* _O QUE FAZER_
• A. No texto sobre a guerra do marfim, troque "guardas florestais" por "guarda-parques" e reescreva a passagem que vai de "A Guerra do" até "caçadores de elefantes.".
• B. Escreva a parte seguinte do texto sobre a guerra do marfim, a começar depois da última frase apresentada.

* _TRECHO APRESENTADO_
============================================================

A Guerra do Marfim: pelotões fortemente armados de guardas florestais
no Parque Nacional de Garamba, República Democrática do Congo,
travam uma guerra contra os caçadores de elefantes.
Não havia pegadas ou rastros, nenhum sinal de que os caçadores espreitaram suas vítimas. As presas foram retiradas a machadadas, mas a carne continuava intacta – e caçadores de subsistência quase sempre talham um pouco de carne para a longa caminhada de volta para casa.
Vários dias depois, no começo de abril, guardas do Parque Nacional de Garamba localizaram um helicóptero militar de Uganda voando em baixa altitude sobre o parque, num voo não autorizado, e disseram que o helicóptero abruptamente fez a volta e foi embora ao ser detectado. Oficiais do parque, cientistas e autoridades congolesas agora acreditam que militares de Uganda – um dos parceiros mais próximos do Pentágono, na África – mataram os 22 elefantes de um helicóptero e levaram mais de um milhão de dólares em marfim.

============================================================

* _LINHAS_
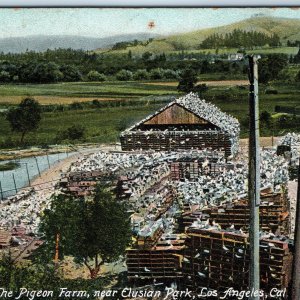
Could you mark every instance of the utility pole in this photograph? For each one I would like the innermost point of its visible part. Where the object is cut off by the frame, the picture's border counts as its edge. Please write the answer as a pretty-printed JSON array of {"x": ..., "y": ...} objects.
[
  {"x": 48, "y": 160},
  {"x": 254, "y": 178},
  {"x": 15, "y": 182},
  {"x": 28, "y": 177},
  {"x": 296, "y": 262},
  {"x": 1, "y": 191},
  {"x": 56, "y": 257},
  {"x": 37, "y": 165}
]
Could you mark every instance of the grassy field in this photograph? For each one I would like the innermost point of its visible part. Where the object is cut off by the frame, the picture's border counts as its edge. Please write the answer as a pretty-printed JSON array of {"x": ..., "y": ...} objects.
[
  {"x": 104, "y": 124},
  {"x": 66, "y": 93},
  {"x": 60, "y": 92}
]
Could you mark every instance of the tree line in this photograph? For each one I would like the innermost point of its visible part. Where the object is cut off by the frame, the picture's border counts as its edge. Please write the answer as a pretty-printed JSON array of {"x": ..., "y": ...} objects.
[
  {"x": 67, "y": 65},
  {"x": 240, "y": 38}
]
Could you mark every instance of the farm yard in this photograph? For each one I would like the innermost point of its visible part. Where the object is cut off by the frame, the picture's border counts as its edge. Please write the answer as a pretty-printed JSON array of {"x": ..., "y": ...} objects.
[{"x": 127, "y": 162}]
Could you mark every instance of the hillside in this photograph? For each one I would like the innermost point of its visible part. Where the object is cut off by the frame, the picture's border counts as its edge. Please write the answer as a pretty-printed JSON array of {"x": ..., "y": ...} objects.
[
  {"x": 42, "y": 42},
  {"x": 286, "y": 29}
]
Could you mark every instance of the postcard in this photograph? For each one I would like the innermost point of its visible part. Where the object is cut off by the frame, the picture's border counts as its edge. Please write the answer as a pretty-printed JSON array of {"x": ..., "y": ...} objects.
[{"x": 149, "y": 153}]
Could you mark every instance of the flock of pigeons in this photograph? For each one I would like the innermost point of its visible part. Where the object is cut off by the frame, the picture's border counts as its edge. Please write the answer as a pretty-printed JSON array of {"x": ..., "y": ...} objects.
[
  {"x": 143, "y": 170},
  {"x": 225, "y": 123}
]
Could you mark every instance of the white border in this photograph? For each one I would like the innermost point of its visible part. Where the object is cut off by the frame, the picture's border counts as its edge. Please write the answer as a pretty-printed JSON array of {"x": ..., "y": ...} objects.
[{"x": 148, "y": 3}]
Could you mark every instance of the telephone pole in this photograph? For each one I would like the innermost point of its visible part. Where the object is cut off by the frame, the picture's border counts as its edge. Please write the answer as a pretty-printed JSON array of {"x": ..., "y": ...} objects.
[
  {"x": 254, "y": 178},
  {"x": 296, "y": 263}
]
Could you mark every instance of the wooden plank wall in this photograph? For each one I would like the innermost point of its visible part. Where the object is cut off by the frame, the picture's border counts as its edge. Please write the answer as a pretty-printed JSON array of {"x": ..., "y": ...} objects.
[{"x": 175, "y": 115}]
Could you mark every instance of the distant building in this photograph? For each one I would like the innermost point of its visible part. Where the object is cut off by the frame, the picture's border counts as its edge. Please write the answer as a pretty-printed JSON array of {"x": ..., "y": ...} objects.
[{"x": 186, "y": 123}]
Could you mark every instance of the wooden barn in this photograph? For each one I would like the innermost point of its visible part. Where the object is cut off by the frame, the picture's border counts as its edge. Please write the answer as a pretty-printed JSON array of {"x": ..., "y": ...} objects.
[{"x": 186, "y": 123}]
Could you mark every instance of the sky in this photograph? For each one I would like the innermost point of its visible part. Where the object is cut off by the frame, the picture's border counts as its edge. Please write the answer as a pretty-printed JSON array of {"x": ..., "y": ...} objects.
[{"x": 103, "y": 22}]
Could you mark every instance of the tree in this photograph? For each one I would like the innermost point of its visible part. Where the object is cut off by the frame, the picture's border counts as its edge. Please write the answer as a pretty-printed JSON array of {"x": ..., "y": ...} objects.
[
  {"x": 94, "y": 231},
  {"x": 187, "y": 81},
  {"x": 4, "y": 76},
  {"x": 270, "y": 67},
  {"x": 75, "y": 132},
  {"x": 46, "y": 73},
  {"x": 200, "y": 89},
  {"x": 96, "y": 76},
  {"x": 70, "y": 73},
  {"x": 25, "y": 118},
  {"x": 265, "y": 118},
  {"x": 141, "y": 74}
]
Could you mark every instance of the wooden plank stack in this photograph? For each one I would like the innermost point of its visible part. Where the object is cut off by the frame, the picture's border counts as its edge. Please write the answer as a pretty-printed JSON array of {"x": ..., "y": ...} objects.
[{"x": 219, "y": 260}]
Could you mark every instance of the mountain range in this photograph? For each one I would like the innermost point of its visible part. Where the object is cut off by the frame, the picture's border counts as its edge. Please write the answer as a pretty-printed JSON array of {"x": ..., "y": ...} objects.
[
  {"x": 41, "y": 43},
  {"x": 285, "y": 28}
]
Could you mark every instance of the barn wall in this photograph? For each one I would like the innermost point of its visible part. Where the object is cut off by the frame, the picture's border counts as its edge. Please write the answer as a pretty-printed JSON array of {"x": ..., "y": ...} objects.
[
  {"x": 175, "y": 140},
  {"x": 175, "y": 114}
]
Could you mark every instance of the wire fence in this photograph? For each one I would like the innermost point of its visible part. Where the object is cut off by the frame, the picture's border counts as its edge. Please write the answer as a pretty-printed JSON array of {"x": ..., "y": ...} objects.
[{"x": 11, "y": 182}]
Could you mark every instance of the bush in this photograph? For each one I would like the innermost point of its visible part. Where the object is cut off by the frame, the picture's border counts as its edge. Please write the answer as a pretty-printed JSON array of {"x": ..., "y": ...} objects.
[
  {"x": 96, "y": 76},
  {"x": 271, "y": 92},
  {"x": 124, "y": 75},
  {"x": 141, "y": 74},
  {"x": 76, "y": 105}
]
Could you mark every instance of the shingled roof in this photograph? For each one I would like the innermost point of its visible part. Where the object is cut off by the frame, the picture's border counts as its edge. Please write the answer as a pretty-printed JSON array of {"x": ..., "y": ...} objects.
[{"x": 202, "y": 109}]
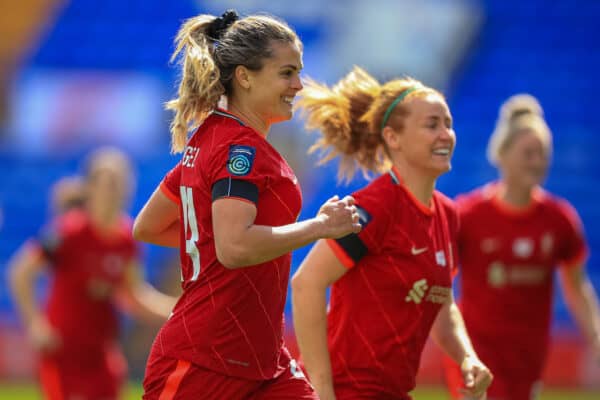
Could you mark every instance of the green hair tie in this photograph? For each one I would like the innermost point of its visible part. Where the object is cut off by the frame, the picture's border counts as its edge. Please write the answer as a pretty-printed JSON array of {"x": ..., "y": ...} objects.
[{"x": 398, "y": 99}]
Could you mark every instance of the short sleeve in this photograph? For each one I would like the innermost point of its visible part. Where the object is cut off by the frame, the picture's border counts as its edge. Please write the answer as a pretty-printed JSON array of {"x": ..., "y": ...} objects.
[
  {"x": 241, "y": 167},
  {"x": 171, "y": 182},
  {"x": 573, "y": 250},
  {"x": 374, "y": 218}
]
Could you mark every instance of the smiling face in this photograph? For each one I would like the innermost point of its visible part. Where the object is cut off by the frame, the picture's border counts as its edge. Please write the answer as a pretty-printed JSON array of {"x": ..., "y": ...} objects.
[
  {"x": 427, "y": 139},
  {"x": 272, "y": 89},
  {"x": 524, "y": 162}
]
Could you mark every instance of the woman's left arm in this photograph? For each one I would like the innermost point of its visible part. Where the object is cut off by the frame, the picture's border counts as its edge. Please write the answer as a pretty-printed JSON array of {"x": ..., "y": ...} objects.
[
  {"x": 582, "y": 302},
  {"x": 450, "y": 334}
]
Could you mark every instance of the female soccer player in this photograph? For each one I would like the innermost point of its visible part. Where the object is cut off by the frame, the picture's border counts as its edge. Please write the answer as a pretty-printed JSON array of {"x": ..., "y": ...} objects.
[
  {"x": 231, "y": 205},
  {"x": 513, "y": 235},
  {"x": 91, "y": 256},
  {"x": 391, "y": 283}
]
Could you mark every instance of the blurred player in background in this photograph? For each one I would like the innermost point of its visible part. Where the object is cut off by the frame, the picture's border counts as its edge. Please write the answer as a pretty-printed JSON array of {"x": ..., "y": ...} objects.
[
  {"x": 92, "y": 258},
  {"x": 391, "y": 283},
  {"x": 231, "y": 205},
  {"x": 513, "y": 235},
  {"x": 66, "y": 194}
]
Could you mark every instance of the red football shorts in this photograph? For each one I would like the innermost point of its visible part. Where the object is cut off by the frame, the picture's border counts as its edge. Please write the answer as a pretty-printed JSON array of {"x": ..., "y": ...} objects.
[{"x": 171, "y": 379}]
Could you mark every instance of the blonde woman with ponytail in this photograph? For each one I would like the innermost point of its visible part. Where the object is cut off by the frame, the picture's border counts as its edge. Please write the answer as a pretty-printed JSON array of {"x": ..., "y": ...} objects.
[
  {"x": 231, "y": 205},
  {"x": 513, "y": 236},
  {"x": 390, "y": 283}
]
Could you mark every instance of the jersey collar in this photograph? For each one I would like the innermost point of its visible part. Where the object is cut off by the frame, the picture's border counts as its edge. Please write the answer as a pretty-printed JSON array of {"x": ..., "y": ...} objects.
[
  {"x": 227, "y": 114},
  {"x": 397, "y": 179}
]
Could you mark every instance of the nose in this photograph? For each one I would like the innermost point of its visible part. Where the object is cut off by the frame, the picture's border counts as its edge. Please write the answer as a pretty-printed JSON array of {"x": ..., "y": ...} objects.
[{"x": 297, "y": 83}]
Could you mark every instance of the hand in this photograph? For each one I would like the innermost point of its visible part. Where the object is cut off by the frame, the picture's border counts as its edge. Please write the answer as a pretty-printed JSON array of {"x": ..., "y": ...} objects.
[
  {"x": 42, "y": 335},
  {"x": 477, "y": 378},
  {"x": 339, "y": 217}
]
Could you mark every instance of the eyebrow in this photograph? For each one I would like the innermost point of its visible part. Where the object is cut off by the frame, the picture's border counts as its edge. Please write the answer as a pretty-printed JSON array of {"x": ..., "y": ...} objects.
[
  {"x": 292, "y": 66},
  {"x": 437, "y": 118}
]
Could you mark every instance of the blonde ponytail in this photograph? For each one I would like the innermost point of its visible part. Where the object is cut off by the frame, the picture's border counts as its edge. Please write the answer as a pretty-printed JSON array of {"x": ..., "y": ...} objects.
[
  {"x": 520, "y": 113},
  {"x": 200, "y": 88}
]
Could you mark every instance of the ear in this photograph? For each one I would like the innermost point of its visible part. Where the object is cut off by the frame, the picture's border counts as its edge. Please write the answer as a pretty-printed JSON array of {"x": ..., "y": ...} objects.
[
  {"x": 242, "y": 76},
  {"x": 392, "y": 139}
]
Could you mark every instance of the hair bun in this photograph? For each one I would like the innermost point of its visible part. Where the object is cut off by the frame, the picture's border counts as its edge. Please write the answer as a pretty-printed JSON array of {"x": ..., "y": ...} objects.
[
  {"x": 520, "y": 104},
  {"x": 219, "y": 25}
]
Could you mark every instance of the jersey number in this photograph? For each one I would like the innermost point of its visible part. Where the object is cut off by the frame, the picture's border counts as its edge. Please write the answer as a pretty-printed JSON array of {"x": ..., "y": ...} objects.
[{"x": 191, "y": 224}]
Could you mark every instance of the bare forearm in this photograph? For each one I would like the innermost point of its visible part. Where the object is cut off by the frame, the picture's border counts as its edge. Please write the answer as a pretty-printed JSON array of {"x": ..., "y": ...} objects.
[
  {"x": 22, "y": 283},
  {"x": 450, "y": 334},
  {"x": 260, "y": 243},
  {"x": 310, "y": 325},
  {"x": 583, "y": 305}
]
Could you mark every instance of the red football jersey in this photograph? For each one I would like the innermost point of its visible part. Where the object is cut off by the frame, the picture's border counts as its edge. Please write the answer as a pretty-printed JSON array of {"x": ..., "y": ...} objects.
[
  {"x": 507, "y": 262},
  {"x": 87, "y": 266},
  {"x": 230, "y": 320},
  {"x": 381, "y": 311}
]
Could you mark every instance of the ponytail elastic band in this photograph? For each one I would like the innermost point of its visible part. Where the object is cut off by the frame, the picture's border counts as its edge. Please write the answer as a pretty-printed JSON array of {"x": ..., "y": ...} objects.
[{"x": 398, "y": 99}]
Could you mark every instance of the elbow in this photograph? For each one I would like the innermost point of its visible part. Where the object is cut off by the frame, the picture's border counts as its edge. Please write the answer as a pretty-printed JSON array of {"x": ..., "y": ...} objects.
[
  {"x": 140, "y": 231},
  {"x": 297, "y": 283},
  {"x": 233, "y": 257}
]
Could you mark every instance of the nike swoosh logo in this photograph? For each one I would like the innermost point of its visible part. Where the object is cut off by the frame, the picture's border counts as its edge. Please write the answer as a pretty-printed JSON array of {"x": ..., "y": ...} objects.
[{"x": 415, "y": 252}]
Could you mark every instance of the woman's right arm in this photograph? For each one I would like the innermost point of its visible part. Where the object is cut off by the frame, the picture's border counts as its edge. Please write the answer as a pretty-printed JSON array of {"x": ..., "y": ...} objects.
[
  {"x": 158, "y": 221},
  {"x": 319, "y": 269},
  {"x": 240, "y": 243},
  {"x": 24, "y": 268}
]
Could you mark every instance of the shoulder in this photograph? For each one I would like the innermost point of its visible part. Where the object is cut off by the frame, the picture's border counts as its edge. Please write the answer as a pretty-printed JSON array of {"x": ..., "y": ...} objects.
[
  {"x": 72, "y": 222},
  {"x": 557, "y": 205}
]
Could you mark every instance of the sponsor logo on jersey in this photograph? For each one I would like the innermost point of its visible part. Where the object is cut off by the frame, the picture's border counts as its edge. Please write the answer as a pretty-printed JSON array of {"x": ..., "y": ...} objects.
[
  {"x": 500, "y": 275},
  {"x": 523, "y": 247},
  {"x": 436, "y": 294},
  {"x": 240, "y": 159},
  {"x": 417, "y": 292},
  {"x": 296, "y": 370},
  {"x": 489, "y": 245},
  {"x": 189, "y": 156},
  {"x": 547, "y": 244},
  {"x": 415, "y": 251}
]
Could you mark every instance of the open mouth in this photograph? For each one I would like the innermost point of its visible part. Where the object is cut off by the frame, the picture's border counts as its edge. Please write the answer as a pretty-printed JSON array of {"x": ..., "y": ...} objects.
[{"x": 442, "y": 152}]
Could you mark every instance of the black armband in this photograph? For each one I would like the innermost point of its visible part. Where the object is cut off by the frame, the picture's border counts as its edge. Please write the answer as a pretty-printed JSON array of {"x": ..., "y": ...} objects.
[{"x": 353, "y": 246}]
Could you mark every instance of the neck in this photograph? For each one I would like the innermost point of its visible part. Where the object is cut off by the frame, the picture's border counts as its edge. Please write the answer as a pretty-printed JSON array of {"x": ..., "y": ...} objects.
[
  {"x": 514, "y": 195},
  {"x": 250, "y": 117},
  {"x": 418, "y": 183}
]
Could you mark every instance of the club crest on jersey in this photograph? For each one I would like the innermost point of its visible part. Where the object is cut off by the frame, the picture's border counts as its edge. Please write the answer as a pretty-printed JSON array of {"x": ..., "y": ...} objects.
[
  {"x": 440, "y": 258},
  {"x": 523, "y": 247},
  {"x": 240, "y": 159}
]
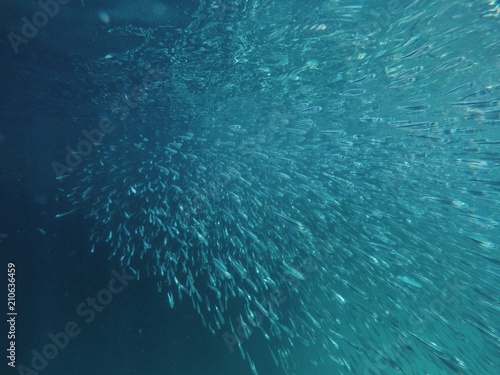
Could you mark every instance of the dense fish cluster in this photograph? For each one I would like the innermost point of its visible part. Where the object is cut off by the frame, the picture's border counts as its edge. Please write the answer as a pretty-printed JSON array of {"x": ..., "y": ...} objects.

============================================================

* _RESPOSTAS DOS EXERCÍCIOS_
• A.
A Guerra do Marfim: pelotões fortemente armados de guarda-parques
no Parque Nacional de Garamba, República Democrática do Congo,
travam uma guerra contra os caçadores de elefantes.

• B.
“Foram tiros bons, tiros muito bons,” disse o sr. Onyango, chefe dos guardas florestais de Garamba. “Eles mataram até os bebês. Por quê? Parece que vieram só para destruir tudo.”
A África está no centro de uma chacina épica de elefantes. Grupos conservacionistas dizem que os caçadores ilegais estão matando milhares de elefantes por ano, mais do que em qualquer época nas últimas duas décadas, e o comércio ilegal de marfim está ficando cada vez mais militarizado.
Como os diamantes de sangue de Serra Leoa ou a pilhagem de minerais do Congo, o marfim, assim parece, é a mais recente fonte de conflitos na África, subtraído de zonas remotas de batalhas, facilmente convertido em dinheiro e agora abastecendo conflitos pelo continente.
Alguns dos grupos armados mais notórios da África, como o Lord’s Resistance Army e os janjaweeds de Shabab e Darfur, estão caçando elefantes e usando suas presas para sustentar sua desordem. Sindicatos do crime organizado estão se unindo a eles para movimentar o marfim pelo mundo, explorando estados turbulentos, fronteiras porosas e oficiais corruptos, da África Subsaariana para a China, dizem as forças policiais.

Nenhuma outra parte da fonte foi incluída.